= What the task requires =
Copy out the line bearing "of the mountain" and all the lines after it, to the very end of the material below, exactly as written.

= Listed records =
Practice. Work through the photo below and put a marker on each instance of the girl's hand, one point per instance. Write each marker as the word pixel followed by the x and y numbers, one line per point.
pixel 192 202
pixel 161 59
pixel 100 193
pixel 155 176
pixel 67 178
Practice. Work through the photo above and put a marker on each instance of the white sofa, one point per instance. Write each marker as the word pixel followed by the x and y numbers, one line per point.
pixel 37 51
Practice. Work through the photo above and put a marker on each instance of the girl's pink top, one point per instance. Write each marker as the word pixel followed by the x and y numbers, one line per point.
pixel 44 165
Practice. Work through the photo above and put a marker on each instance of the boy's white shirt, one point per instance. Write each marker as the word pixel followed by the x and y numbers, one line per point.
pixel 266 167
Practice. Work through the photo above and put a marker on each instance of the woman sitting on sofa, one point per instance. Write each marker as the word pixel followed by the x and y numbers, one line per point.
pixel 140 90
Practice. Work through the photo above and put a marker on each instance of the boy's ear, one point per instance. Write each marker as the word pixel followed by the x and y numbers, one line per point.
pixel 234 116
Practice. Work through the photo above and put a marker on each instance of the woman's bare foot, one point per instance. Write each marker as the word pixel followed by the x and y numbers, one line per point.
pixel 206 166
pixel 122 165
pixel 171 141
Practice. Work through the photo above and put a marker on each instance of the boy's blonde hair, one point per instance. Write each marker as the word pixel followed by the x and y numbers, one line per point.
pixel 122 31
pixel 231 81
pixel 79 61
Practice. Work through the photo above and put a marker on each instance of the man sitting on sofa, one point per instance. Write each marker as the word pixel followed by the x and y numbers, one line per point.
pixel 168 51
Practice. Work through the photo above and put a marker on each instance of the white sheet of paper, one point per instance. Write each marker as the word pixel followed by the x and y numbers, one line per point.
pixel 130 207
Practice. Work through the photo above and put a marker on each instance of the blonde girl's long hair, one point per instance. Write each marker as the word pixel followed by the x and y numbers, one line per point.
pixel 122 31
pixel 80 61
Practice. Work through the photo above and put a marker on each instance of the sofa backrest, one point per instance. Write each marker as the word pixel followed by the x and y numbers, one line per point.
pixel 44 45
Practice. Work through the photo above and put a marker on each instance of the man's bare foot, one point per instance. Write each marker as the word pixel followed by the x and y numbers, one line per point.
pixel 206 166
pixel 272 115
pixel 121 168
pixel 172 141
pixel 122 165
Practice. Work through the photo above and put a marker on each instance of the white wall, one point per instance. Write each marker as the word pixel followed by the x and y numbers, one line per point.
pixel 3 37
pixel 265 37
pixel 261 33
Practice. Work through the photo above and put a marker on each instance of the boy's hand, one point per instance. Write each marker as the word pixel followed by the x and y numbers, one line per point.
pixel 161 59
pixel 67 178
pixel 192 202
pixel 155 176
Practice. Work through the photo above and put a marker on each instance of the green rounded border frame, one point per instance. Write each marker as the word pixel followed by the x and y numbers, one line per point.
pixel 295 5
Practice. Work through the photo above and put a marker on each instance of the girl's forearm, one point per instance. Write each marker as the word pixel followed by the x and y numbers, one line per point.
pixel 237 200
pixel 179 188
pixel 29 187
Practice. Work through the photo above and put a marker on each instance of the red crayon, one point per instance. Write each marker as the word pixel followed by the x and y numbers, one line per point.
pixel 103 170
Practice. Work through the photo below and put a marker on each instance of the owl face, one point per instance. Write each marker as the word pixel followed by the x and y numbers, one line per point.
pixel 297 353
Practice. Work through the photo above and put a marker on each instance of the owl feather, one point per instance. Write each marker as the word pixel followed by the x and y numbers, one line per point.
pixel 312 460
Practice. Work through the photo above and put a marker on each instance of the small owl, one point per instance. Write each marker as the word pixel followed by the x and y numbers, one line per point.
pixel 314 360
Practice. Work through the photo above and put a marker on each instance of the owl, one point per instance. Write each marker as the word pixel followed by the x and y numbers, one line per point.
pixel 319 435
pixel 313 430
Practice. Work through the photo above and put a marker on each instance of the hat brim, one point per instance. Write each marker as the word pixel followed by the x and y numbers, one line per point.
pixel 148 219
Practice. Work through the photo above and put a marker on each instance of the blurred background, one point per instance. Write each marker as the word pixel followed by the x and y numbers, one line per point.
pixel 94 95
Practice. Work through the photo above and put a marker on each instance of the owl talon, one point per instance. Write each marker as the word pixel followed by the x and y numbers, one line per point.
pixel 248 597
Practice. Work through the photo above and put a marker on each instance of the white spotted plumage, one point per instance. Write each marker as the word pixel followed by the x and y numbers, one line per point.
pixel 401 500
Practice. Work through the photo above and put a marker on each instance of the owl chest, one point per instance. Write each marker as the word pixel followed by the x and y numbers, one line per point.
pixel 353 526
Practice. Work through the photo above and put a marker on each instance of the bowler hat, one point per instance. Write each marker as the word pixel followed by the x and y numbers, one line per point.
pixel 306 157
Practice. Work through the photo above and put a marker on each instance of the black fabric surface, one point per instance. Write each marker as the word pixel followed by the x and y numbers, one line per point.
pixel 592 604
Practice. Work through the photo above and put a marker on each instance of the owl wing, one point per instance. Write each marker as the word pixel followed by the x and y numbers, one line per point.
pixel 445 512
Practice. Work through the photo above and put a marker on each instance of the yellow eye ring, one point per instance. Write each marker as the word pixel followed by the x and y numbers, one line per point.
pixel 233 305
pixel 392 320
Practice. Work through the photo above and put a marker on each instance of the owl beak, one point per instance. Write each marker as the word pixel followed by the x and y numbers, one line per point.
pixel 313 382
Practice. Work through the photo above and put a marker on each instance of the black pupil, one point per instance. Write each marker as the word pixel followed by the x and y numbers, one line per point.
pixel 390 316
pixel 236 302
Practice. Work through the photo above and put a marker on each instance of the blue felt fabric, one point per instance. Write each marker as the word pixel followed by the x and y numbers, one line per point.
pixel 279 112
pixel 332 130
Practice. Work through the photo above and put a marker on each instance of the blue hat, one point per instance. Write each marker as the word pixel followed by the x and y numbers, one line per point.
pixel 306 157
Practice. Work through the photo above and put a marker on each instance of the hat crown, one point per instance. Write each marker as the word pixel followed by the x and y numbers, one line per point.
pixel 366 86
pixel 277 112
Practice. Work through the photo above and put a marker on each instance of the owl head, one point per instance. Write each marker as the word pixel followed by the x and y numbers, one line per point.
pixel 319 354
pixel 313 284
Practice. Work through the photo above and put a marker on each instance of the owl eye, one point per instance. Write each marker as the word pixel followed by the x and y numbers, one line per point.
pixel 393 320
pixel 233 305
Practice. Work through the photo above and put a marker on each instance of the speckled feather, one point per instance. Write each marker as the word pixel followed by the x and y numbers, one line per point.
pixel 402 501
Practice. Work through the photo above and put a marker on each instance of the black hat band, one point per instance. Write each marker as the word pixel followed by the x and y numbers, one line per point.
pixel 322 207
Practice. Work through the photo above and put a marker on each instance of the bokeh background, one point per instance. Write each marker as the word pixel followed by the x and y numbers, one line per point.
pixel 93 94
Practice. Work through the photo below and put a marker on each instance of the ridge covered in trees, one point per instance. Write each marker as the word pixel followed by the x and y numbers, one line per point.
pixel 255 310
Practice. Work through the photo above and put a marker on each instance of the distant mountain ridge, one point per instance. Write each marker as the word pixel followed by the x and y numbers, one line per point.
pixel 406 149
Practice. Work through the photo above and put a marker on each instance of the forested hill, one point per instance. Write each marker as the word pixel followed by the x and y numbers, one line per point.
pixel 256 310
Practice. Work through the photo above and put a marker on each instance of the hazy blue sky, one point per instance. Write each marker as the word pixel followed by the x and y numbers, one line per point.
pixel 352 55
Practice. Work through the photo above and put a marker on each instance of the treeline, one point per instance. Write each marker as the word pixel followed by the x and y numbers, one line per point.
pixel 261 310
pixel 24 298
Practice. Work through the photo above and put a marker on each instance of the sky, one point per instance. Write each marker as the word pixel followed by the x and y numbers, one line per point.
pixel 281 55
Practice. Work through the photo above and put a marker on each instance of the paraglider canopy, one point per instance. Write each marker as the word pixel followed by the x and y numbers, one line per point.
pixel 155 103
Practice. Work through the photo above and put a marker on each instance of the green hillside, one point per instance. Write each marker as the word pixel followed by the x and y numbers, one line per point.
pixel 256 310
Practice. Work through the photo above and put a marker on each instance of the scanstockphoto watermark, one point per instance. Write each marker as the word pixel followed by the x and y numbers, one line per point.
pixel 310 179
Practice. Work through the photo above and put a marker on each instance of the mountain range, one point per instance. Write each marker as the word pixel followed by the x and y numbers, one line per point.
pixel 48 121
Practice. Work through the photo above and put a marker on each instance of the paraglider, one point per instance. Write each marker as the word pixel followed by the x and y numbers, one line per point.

= Response =
Practice. Work through the photo above and put a marker on each instance of the mountain range, one point per instance. Write each marker as the word pixel followed by the x and y numbers, one line per point.
pixel 48 121
Practice. Work through the photo above and put a marker on each instance of the paraglider, one point per instance. Write each marker as the word pixel followed by the x and y numbers, one line per point.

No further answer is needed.